(Some records)
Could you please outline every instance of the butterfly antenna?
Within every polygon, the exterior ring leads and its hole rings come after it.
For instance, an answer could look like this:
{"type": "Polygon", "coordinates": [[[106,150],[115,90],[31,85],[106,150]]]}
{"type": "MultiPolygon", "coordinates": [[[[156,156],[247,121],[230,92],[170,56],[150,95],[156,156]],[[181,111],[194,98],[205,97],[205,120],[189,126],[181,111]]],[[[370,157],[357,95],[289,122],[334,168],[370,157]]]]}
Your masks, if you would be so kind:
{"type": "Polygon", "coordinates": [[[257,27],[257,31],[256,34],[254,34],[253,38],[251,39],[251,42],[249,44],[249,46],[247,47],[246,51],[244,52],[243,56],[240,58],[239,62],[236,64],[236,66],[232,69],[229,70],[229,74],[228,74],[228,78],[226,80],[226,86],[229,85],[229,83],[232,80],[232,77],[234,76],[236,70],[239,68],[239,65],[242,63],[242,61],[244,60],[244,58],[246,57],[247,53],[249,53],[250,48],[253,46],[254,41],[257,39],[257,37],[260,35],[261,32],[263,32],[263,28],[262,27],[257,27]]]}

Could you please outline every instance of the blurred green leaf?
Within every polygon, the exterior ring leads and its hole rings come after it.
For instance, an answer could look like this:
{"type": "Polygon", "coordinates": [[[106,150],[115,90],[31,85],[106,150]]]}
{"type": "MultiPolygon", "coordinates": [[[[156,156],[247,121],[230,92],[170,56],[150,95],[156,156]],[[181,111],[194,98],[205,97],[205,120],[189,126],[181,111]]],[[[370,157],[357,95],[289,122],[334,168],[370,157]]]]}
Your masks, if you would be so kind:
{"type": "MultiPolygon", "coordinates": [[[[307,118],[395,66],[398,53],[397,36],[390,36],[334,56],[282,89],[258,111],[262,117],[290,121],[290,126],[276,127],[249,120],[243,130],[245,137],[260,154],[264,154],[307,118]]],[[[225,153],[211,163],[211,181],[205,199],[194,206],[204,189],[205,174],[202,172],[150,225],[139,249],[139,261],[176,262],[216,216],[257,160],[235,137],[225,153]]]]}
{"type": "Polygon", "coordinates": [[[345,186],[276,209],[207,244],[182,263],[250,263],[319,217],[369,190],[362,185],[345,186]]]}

...

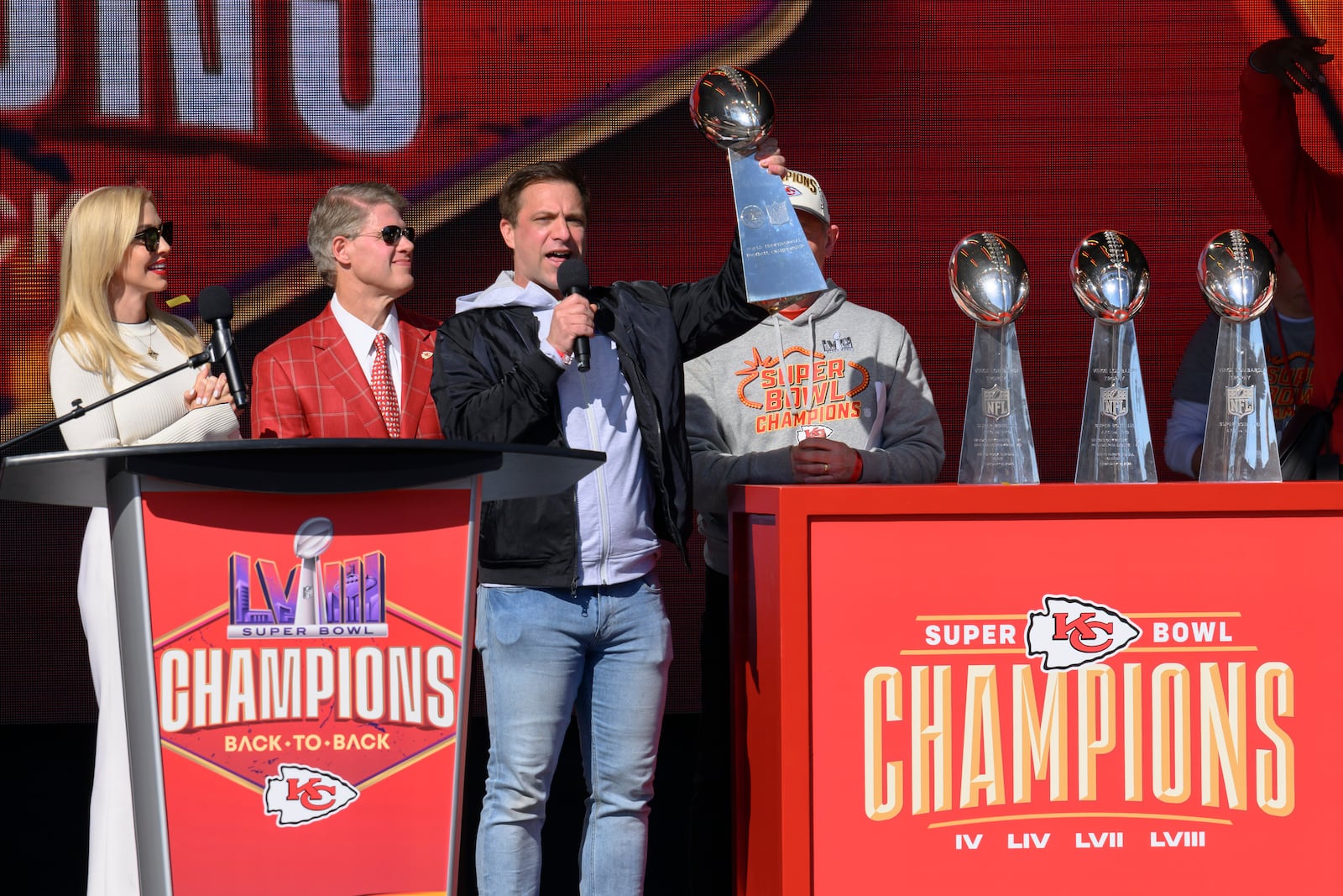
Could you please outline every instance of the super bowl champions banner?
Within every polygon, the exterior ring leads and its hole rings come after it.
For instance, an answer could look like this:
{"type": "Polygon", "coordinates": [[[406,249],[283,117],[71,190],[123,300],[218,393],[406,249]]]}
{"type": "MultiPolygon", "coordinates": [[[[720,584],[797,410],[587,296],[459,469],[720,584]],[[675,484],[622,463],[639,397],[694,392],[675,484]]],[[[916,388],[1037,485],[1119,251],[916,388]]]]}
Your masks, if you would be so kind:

---

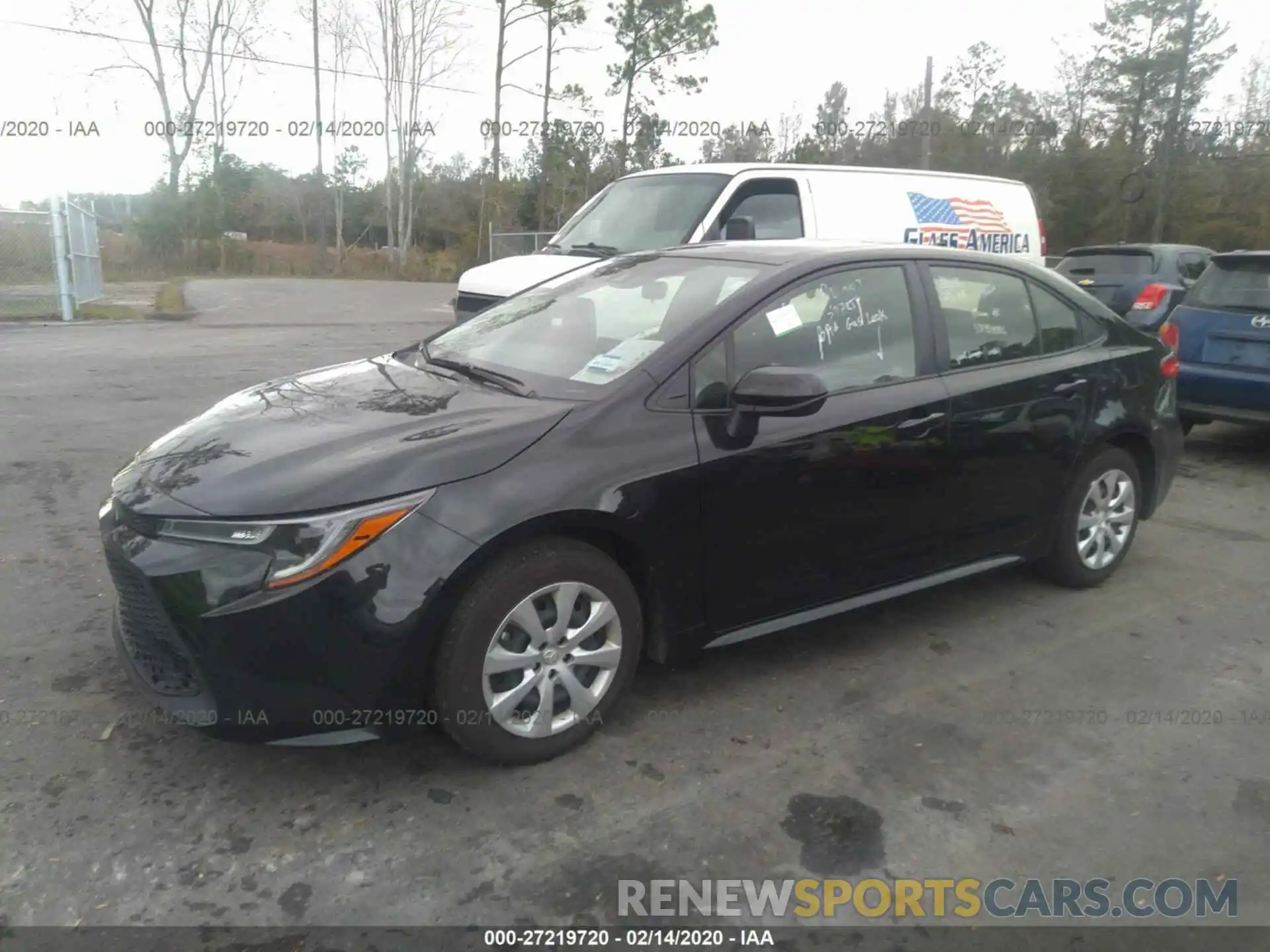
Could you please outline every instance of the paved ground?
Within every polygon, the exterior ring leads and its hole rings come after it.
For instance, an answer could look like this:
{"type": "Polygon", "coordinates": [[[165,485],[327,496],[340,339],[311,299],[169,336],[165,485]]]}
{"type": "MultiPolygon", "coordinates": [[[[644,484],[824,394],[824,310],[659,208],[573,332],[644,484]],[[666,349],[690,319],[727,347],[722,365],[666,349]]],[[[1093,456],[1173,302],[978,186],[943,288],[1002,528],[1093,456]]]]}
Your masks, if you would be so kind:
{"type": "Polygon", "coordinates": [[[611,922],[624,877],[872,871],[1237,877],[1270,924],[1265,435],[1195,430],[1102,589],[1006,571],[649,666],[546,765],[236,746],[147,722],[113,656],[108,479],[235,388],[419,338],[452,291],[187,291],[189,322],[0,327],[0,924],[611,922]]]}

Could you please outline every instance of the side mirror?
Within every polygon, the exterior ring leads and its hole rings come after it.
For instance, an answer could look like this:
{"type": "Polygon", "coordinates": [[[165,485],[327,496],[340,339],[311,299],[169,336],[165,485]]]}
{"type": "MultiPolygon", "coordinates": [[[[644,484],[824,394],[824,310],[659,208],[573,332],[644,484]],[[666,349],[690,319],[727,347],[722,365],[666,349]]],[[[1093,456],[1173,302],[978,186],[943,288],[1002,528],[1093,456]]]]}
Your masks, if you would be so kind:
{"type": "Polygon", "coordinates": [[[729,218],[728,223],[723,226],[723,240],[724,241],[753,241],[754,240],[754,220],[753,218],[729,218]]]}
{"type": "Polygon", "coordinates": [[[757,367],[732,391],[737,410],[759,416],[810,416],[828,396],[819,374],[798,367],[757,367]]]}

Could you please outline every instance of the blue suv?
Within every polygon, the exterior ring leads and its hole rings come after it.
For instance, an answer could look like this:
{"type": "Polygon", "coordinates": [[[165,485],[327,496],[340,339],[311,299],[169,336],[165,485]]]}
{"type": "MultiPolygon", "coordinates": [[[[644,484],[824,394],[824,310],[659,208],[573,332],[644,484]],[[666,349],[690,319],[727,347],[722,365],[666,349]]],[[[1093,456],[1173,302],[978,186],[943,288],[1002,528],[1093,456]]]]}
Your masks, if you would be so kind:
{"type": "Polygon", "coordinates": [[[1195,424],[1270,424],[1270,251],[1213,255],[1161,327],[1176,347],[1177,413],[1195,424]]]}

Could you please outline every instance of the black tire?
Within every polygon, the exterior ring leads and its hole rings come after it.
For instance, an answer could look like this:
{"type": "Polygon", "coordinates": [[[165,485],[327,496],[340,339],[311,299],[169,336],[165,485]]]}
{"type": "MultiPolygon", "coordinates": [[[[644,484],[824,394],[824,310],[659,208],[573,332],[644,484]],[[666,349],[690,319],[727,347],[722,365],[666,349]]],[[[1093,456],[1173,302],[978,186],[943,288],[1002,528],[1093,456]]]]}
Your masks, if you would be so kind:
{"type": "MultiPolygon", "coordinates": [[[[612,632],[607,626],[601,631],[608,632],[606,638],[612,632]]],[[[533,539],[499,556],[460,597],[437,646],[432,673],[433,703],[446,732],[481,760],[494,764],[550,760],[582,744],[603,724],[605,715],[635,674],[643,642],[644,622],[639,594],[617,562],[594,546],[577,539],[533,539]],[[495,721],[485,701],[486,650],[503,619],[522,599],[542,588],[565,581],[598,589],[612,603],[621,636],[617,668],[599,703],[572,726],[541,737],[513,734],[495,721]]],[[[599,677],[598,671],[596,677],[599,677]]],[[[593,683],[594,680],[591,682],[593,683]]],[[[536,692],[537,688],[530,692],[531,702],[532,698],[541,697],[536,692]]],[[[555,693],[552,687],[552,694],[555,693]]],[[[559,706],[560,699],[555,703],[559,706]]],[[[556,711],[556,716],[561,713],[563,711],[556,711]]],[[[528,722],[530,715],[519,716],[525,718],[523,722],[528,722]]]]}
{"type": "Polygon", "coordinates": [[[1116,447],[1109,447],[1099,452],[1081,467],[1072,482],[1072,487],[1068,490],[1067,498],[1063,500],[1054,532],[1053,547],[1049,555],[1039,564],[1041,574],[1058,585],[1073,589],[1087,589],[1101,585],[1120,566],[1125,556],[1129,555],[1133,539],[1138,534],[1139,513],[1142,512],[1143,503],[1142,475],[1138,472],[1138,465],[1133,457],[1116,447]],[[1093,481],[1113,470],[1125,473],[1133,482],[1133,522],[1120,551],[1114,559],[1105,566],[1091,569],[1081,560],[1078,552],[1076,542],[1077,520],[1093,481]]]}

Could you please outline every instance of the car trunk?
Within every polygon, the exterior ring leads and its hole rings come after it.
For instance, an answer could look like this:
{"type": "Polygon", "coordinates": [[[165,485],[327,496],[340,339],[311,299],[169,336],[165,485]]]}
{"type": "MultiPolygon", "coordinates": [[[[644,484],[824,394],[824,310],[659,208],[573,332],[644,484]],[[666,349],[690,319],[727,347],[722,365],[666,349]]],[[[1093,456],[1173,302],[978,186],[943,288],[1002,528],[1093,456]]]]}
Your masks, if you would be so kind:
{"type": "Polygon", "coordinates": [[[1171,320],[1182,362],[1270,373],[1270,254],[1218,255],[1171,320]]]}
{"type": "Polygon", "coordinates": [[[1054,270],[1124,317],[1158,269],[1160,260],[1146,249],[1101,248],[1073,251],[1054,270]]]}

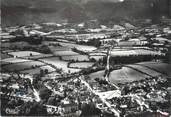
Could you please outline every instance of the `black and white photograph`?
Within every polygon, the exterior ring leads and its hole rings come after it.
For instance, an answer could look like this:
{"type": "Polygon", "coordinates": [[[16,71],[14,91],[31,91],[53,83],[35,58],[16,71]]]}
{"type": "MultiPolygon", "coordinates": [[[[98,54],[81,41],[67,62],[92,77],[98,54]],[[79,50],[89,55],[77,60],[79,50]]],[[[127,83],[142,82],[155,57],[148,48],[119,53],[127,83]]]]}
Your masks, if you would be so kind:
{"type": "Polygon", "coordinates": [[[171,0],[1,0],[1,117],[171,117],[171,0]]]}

▶ _EXERCISE_: Extract every line above that contains the word "black", treating uppercase and lowercase as different.

▶ _SOLUTION TO THIS TASK_:
Could you please outline every instance of the black tire?
Could you please outline every instance of the `black and white photograph`?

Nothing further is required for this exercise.